REQUIRED TASK —
Rewrite each of the entries below, replacing "wheelchair wheel" with "wheelchair tire" wherever it occurs and leaving everything else unchanged. Omit the pictures from your answer.

_ _ _

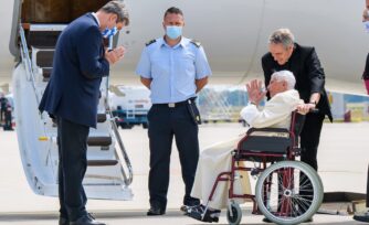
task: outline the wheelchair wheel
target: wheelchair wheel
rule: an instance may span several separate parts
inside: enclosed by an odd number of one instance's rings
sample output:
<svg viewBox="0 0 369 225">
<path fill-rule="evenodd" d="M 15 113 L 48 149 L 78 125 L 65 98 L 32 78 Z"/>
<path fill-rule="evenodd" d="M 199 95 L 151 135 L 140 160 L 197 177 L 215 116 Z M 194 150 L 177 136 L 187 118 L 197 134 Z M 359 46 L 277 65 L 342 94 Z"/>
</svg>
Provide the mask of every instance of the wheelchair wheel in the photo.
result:
<svg viewBox="0 0 369 225">
<path fill-rule="evenodd" d="M 232 214 L 231 214 L 232 211 Z M 231 202 L 226 210 L 228 224 L 239 225 L 242 218 L 242 211 L 238 203 Z"/>
<path fill-rule="evenodd" d="M 259 176 L 255 199 L 260 211 L 276 224 L 309 219 L 323 201 L 323 184 L 316 171 L 299 161 L 281 161 Z"/>
</svg>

_ _ _

EXERCISE ANSWER —
task: outline the wheelchair tire
target: wheelchair tire
rule: an instance may span several separate parts
inside: enclosed by an odd number of one instance's rings
sample output:
<svg viewBox="0 0 369 225">
<path fill-rule="evenodd" d="M 15 113 L 48 149 L 78 125 L 65 98 L 32 78 Z"/>
<path fill-rule="evenodd" d="M 199 95 L 151 135 L 140 160 L 197 177 L 215 116 Z M 194 150 L 177 136 L 187 118 L 197 134 Z M 359 46 L 277 65 L 342 94 Z"/>
</svg>
Provide the mask of every instance of the wheelchair tire in the photo.
result:
<svg viewBox="0 0 369 225">
<path fill-rule="evenodd" d="M 232 214 L 231 214 L 232 211 Z M 231 202 L 226 210 L 228 224 L 239 225 L 242 218 L 242 211 L 238 203 Z"/>
<path fill-rule="evenodd" d="M 259 176 L 255 199 L 260 211 L 276 224 L 309 219 L 323 201 L 323 184 L 316 171 L 299 161 L 281 161 Z"/>
</svg>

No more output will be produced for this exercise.